EXCERPTED PASSAGE below:

What may explain the variance is the democratic culture or absence thereof – including fidelity to the rule of law. In times of national crisis we need the rule of law most – a legislative branch that does not forego its oversight role.
At the same time, some Parliaments have conducted themselves very well – even with distinction. Parliaments in several countries, especially in stable democracies, continued to operate throughout the pandemic, and continued to perform their lawmaking and oversight roles. Many legislatures have proven their resilience as well as their ability to adapt. Some Parliaments are meeting virtually – which in itself is an important step in fighting the pandemic. In some member states of SADC the courts have set aside lockdown measures as irrational and unreasonable – and the executives in those countries, to their credit, have obeyed the decisions of the courts.
As the world grapples with the unprecedented Covid-19 crisis many people and governments across the globe found themselves in many difficult and peculiar situations in efforts to contain the situation. The responses by many governments had potentially far-reaching consequences for economies, social and political lives. The priority was to save lives. Given the overwhelming imperative to preserve life, many countries had no choice but to adopt extraordinary measures. Extensive lock-downs were adopted to slow down the rates of transmission of the virus. Some countries considered state of emergencies necessary to effectively deal with the pandemic.
Several fundamental rights were impacted and restricted such as the right to freedom of movement and many other human rights in the process. As the Secretary General of the United Nations noted in his policy brief of April 2020, human rights are key in shaping the pandemic response, both for the public health emergency and the broader impact on people’s lives and livelihoods. Human rights put people at the center-stage. Responses that are shaped by and respect human rights result in better outcomes in beating the pandemic, ensuring healthcare for everyone and preserving human dignity.

End of EXCERPTED PASSAGE.
MATERIAL PROVIDED below:

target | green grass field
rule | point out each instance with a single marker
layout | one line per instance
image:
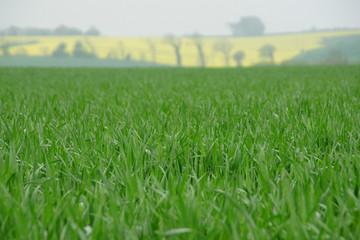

End of MATERIAL PROVIDED.

WHAT TO WORK ON:
• 1. In the passage on Covid-19 and the rule of law, what did the courts in some SADC member states do with lockdown measures?
• 2. Continue the passage on Covid-19 and the rule of law from where it stops.

ANSWER LIST:
• 1. They set them aside as irrational and unreasonable.

• 2.
Human rights
Under international human rights law, which most countries have adopted, everyone has the right to “the highest attainable standard of physical and mental health”. Governments are quite plainly obligated to take effective steps for the “prevention, treatment and control of the pandemic, occupational and other diseases”. International human rights law guarantees everyone the right to the highest attainable standard of health and obligates governments to take steps to prevent threats to public health and to provide medical care to those who need it. Human rights law also recognizes that in the context of serious public health threats and public emergencies threatening the life of the nation restrictions on some rights can be justified when they have a legal basis, are reasonably justifiable in a democratic society, based on scientific evidence and neither arbitrary nor discriminatory in application, of limited duration, respectful of human dignity, subject to review, and proportionate to achieve the objective.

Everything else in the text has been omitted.